TASK TO COMPLETE
Please transcribe the data exactly as shown, skipping the images.

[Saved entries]
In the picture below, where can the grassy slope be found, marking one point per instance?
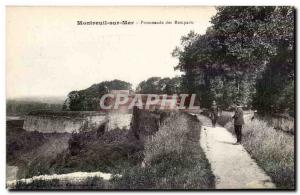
(173, 159)
(273, 150)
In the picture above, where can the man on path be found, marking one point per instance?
(238, 122)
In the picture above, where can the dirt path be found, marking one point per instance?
(231, 164)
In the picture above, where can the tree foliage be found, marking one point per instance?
(158, 85)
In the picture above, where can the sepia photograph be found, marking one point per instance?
(150, 98)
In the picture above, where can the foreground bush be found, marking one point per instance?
(272, 149)
(173, 159)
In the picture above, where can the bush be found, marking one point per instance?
(273, 150)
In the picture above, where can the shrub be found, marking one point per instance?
(272, 149)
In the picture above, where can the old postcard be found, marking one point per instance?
(150, 98)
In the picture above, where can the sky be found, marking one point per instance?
(48, 54)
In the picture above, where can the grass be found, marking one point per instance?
(273, 150)
(170, 158)
(92, 183)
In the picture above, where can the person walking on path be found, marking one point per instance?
(214, 113)
(238, 122)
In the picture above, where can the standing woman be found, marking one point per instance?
(238, 122)
(214, 113)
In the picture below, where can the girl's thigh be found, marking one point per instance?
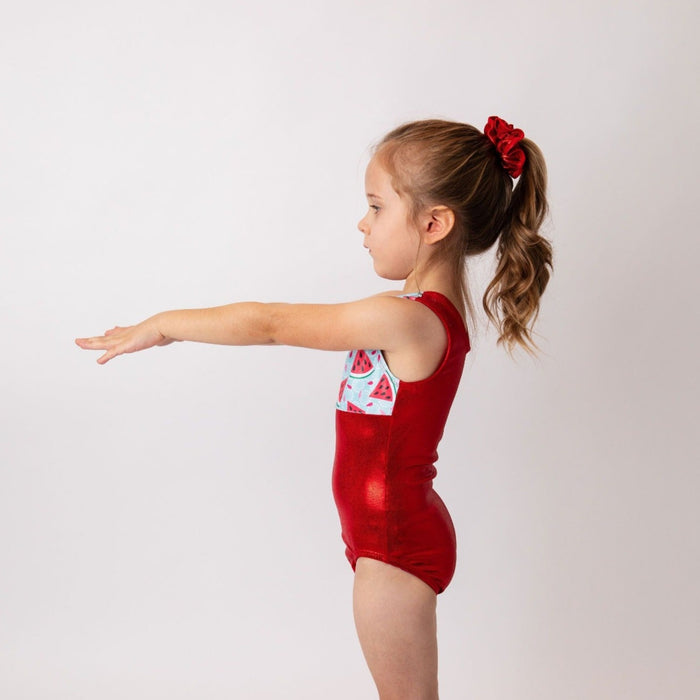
(395, 617)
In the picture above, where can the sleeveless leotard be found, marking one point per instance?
(387, 433)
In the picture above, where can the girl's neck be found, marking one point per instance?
(437, 278)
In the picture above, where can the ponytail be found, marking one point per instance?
(524, 258)
(439, 162)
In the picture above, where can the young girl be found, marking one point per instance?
(438, 192)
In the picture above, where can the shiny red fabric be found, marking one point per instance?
(384, 468)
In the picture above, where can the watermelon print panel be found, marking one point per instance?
(368, 386)
(383, 390)
(361, 364)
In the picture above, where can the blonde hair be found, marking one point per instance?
(436, 162)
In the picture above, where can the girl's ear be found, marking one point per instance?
(437, 223)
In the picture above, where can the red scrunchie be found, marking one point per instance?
(506, 139)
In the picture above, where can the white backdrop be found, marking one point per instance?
(167, 528)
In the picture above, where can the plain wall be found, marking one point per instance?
(167, 528)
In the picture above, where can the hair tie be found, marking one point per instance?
(506, 139)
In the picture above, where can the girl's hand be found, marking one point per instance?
(120, 340)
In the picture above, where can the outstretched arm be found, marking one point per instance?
(383, 321)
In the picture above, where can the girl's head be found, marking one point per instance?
(455, 166)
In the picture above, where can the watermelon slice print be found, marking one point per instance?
(362, 366)
(383, 390)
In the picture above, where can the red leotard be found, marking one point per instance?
(386, 446)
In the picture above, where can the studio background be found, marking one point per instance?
(167, 528)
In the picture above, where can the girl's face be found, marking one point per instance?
(392, 242)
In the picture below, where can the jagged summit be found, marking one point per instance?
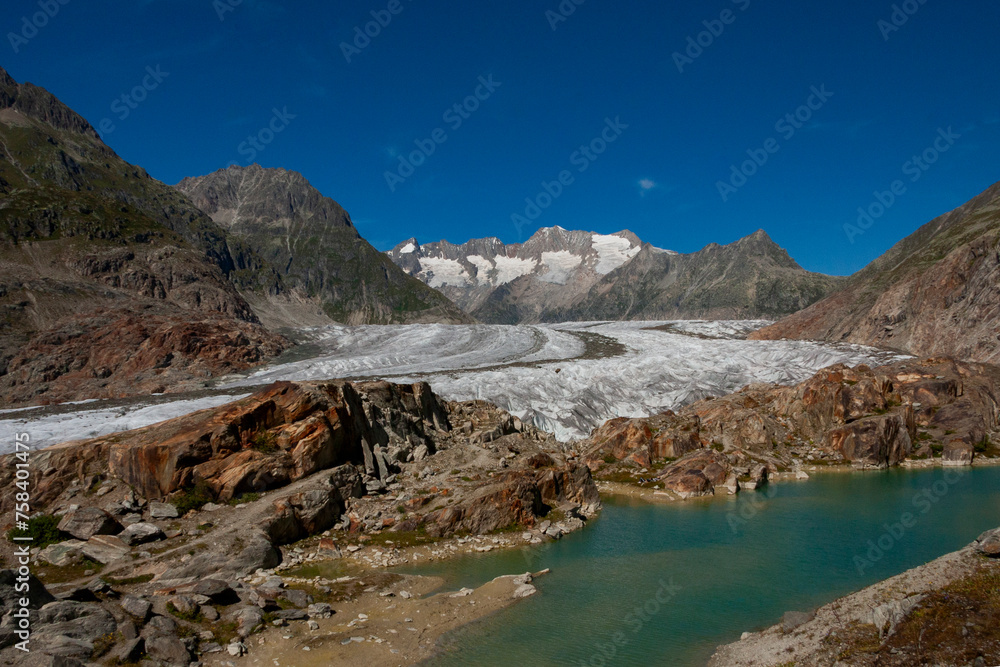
(40, 104)
(564, 274)
(310, 241)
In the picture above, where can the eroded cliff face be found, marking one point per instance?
(934, 293)
(325, 453)
(872, 418)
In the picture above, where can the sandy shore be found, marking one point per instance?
(378, 630)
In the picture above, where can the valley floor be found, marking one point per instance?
(566, 379)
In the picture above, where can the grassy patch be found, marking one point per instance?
(245, 498)
(42, 530)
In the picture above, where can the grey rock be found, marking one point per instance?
(794, 619)
(159, 626)
(136, 607)
(988, 543)
(104, 549)
(141, 533)
(87, 522)
(63, 553)
(131, 650)
(319, 610)
(170, 650)
(296, 597)
(37, 595)
(163, 511)
(248, 619)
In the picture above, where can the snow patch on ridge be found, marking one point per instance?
(438, 272)
(612, 252)
(483, 267)
(510, 269)
(560, 266)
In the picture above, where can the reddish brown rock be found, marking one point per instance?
(120, 353)
(869, 417)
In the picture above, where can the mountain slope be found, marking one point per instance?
(560, 275)
(88, 239)
(548, 272)
(749, 279)
(933, 293)
(310, 241)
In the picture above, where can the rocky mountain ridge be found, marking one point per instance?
(330, 273)
(559, 275)
(933, 293)
(86, 239)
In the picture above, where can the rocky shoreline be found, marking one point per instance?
(186, 541)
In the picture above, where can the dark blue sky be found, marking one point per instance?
(659, 177)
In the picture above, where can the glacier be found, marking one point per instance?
(565, 378)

RESPONSE FOR THIS EXERCISE
In the picture below, where can the grassy slope be found, marking one point per instance?
(173, 159)
(273, 150)
In the picture above, where can the man on path be found, marking one point per instance?
(238, 122)
In the picture above, where can the dirt path be found, marking one point per instance?
(231, 164)
In the picture above, where can the tree foliage be found, marking one point per instance?
(158, 85)
In the picture above, where can the sepia photograph be found, marking one point per instance?
(150, 98)
In the picture above, where can the foreground bush be found, marking one point per instance?
(272, 149)
(173, 159)
In the picture above, where can the bush be found, marking one point per instance?
(273, 150)
In the picture above, where can the shrub be found, marking one point per instance?
(272, 149)
In the picture above, where can the old postcard be found, marking one point per instance?
(150, 98)
In the picture above, where can the sky be found, marking one point per instance?
(48, 54)
In the picture above, where can the grass be found, marking one point per instance?
(273, 150)
(170, 158)
(92, 183)
In the picture above, where can the person walking on path be found, marking one point per instance?
(214, 113)
(238, 122)
In the picture above, where can the standing woman be found, marking one point per instance?
(238, 122)
(214, 113)
In the picture below, where can the girl's thigh be found, marking one point per instance?
(395, 617)
In the picture above, where can the sleeveless leotard be found, marking one point per instance?
(387, 433)
In the picture above, where can the girl's neck be found, marking one point per instance?
(437, 278)
In the picture above, where can the ponytail be found, marking one point per instance?
(524, 258)
(439, 162)
In the picture above, where can the young girl be found, marking one point per instance?
(438, 192)
In the picture above, where can the shiny red fabric be found, marking one point per instance?
(384, 468)
In the picture above, where can the watermelon print panel be found, marking one point per instance?
(368, 386)
(383, 390)
(361, 364)
In the picture above, where can the blonde hair be found, marking one point per instance?
(436, 162)
In the picture above, where can the girl's ear be found, marking one point per instance?
(437, 223)
In the picture above, where can the red scrunchie be found, marking one point per instance?
(506, 139)
In the picture above, where can the white backdrop be found, marking one point per instance?
(167, 528)
In the picture above, where can the plain wall be found, marking one point per instance?
(167, 528)
In the picture above, where can the hair tie be found, marking one point per instance?
(506, 139)
In the picture above, where can the girl's hand be found, marking one point per instance?
(120, 340)
In the picture above, where can the outstretched arm be found, marking one point per instance?
(383, 321)
In the picture above, where can the girl's head be found, marking one point per instance?
(455, 166)
In the picture above, where can the watermelon slice print be found, marking one point per instance?
(362, 366)
(383, 390)
In the picture above, where can the red leotard be found, marking one point per instance?
(386, 446)
In the picture above, where can the studio background be found, marking one point per instance?
(167, 528)
In the picture above, where can the girl's face be found, marking one point per instance?
(392, 242)
In the picture below, where can the jagged summit be found, marking one point per instance?
(40, 104)
(564, 274)
(310, 241)
In the picture above, where can the eroded cliff face be found, marking one point per instance?
(934, 293)
(325, 453)
(872, 418)
In the picture above, where can the sandy shore be found, marking one point per instance?
(378, 630)
In the picture above, where can the valley floor be found, marking one point per instance?
(566, 379)
In the picture above, where can the grassy patch be found, marking one point per instance?
(245, 498)
(42, 530)
In the picture above, where can the grey rock be found, marking one point per instance?
(794, 619)
(159, 626)
(136, 607)
(988, 543)
(104, 549)
(141, 533)
(87, 522)
(63, 553)
(131, 650)
(319, 610)
(170, 650)
(296, 597)
(37, 595)
(163, 511)
(248, 619)
In the picture above, where can the snow patch on ridge be found, marking one point per instance?
(438, 272)
(612, 252)
(483, 267)
(510, 269)
(560, 266)
In the picture above, where can the reddish brown rock be found, marking one point per instance?
(120, 353)
(869, 417)
In the picture above, where can the mountain slope be found, marking one point per instance?
(560, 275)
(88, 239)
(548, 272)
(749, 279)
(933, 293)
(310, 241)
In the picture above, where can the rocky mountain ridge be found, marking one point per instance?
(330, 273)
(559, 275)
(933, 293)
(86, 239)
In the picture above, where can the rocky shoreline be found, marking one point per instance?
(186, 541)
In the picture above, where can the dark blue sky be found, marking one point per instance?
(659, 177)
In the picture above, where can the glacier be found, marking one point per instance?
(565, 378)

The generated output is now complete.